▶ [Vorgegebener Text]:
>>>>>

Grossrätin Kerstin Wenk (SP) ist als Gewerkschaftssekretärin für den Bildungs- und Sozialbereich zuständig. Ihr war dieses Gebaren des Kantons als Arbeitgeber der Lehrpersonen schon länger ein Dorn im Auge. So lancierte sie vor einem Jahr eine Motion betreffend Aufhebung dieser sogenannten ewigen Probezeit, doch die Motion scheiterte knapp. «Viele Grossräte argumentierten, eine Probezeit von drei Monaten sei zu wenig», sagt Kerstin Wenk. So zögerte sie nicht und reichte eine zweite Motion nach, in der sie die Probezeit auf sechs Monate anhob. Diesmal kam sie durch.
Hoffnung auf mehr Widerstand
Das Erziehungsdepartement fackelte ebenfalls nicht lange und änderte das Schulgesetz. Per 1. August 2019 müssen befristet angestellte Lehrpersonen der Volksschulen einen festen Anstellungsvertrag erhalten, und zwar ohne Probezeit. Davon ausgenommen sind Lehrpersonen mit noch nicht abgeschlossener Ausbildung und solche, bei denen Vorbehalte betreffend Unterrichtsqualität oder Mitarbeit im Kollegium bestehen. Für die weiterführenden Schulen gilt dasselbe, allerdings ein Jahr später. «Es gibt Schulhäuser, in denen mehr als 80 Prozent der Lehrpersonen befristet angestellt sind», sagt Gewerkschaftssekretärin Kerstin Wenk. Sie hofft, dass die Pädagogen nach der Einführung des neuen Gesetzes nicht mehr so stark unter Druck sind und sich auch mal getrauen aufzubegehren.
Tatsächlich sind Basler Lehrer im Vergleich mit ihren Baselbieter Kollegen auffallend ruhig. Während der ganzen Reformen, die ihnen doch sehr an die Substanz gingen, waren nur selten kritische Worte zu hören.
Wenk sieht die Schuld daran allerdings nicht nur bei den befristeten Verträgen. «Sie bekamen auch von oben einen Maulkorb verordnet», sagt sie. Im Gegensatz zu Christoph Eymann, der mindestens stets ein offenes Ohr hatte, werde heute im Erziehungsdepartement eine ganz andere Kultur gelebt. Mit diesen beiden Mitteln, Maulkorb und befristete Verträge, könne man die Leute enorm unter Druck setzen, sagt Wenk. Wäre das nicht gewesen, so wäre ihrer Meinung nach bei der Schullaufbahnverordnung, bei der Lernberichte schon für Kindergärtner verfasst werden müssen, mehr aufgemuckt worden. Auch die Gymnasialquote wäre entschiedener bekämpft worden.
Auch Bildungspolitikerin Katja Christ (Grünliberale) begrüsst die Änderung des Schulgesetzes. «Wenn die Lehrer stets nur befristete Verträge bekommen, äussern sie kaum mehr Kritik, aus Angst, dadurch keinen neuen Vertrag mehr zu erhalten», sagt sie.

<<<<<

▶ [Aufgabenstellung]: Ändere den Text über die Probezeit der Basler Lehrpersonen von "Tatsächlich sind Basler" bis "entschiedener bekämpft worden.": Gib diesen Abschnitt wieder und setze dabei "erstaunlich still" anstelle von "auffallend ruhig".

▶ [Datenauszug]:

>>>>>

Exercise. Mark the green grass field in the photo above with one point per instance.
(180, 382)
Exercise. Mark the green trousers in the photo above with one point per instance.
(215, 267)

<<<<<

▶ [Lösung]:
Tatsächlich sind Basler Lehrer im Vergleich mit ihren Baselbieter Kollegen erstaunlich still. Während der ganzen Reformen, die ihnen doch sehr an die Substanz gingen, waren nur selten kritische Worte zu hören.
Wenk sieht die Schuld daran allerdings nicht nur bei den befristeten Verträgen. «Sie bekamen auch von oben einen Maulkorb verordnet», sagt sie. Im Gegensatz zu Christoph Eymann, der mindestens stets ein offenes Ohr hatte, werde heute im Erziehungsdepartement eine ganz andere Kultur gelebt. Mit diesen beiden Mitteln, Maulkorb und befristete Verträge, könne man die Leute enorm unter Druck setzen, sagt Wenk. Wäre das nicht gewesen, so wäre ihrer Meinung nach bei der Schullaufbahnverordnung, bei der Lernberichte schon für Kindergärtner verfasst werden müssen, mehr aufgemuckt worden. Auch die Gymnasialquote wäre entschiedener bekämpft worden.